───── Given passage
Let $A$ be a ring, $I$ an ideal of $A$ and $M$ an $A$-module. Suppose $A$ is complete and separated in the $I$-adic topology, $M$ is separated in the $I$-adic topology and $M/IM$ is finite over $A/I$.Then it's said that $M$ is finite over $A$.
Here is my attempt. By assumption, $M/IM\cong \sum_{i=1}^{i=m}(A/I)x_i$ for some $x_i\in M$. Then we may deduce $M/I^nM\cong \sum_{i=1}^{i=m}(A/I^n)x_i$ for $n>0$. Since $A$ is complete, $A=\underleftarrow{Lim}(A/I^n)$. Thus, we only need to show that $M=\underleftarrow{Lim}(M/I^n)=\sum_{i=1}^{i=m}\underleftarrow{Lim}(A/I^n)x_i=\sum_{i=1}^{i=m}Ax_i$. The first equation is due to $M$ is separated, i.e. $\bigcap_n I^nM=(0)$.
I am not sure about the argument above. Hope someone could help. Thanks!
In your proof, it will not be true in general that $M=\varprojlim M/I^nM$, this is the definition of being complete & separated, and we are missing the "complete" part here.
Take elements $x_1,\dots, x_s\in M$ such that $x_i+ IM$ generate $M/IM$ over $A/I$; as you've correctly noted, it follows that the $x_i+I^nM$ generate $M/I^nM$ over $A/I^n$ for all $n\geqslant 1$. We will show that the $x_i$ generate $M$. To this end, let $x\in M$; begin by choosing for each $i$ any element $a_{i1}\in A$ such that $$x\equiv a_{11}x_1+\cdots+a_{s1}x_s\:\mathrm{mod}\:IM.$$
Now for any $n\geqslant 1$ suppose we are given elements $a_{in}\in A$ such that $x+I^nM\equiv a_{1n}x_1+\cdots+a_{sn}x_s\:\mathrm{mod}\:I^nM$; we will inductively define elements $a_{i,n+1}\in A$ such that $a_{i,n+1}\equiv a_{in}\:\mathrm{mod}\:I^n$ and $x\equiv a_{1,n+1}x_1+\cdots+a_{s,n+1}x_s\:\mathrm{mod}\:I^{n+1}M$.
──────────
Written task ->
From the thread above on finitely generated modules over complete rings, transcribe the passage word for word, starting at the words "Let $A$ be a" and stopping after "i.e. $\bigcap_n I^nM=(0)$.".
───── Dataset excerpt
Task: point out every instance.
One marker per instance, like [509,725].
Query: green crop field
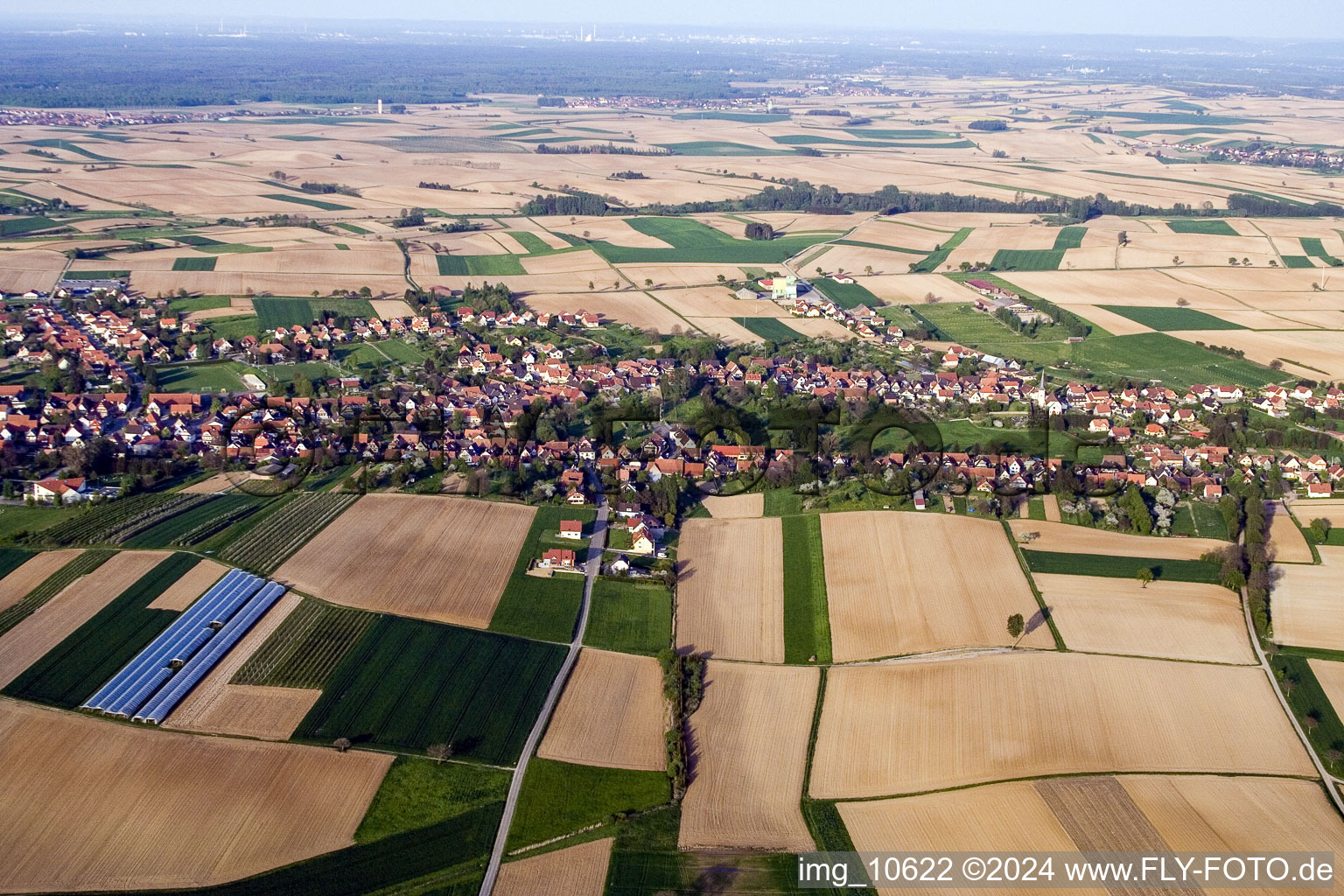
──────────
Exercise output ->
Let $A$ be a ring, $I$ an ideal of $A$ and $M$ an $A$-module. Suppose $A$ is complete and separated in the $I$-adic topology, $M$ is separated in the $I$-adic topology and $M/IM$ is finite over $A/I$.Then it's said that $M$ is finite over $A$.
Here is my attempt. By assumption, $M/IM\cong \sum_{i=1}^{i=m}(A/I)x_i$ for some $x_i\in M$. Then we may deduce $M/I^nM\cong \sum_{i=1}^{i=m}(A/I^n)x_i$ for $n>0$. Since $A$ is complete, $A=\underleftarrow{Lim}(A/I^n)$. Thus, we only need to show that $M=\underleftarrow{Lim}(M/I^n)=\sum_{i=1}^{i=m}\underleftarrow{Lim}(A/I^n)x_i=\sum_{i=1}^{i=m}Ax_i$. The first equation is due to $M$ is separated, i.e. $\bigcap_n I^nM=(0)$.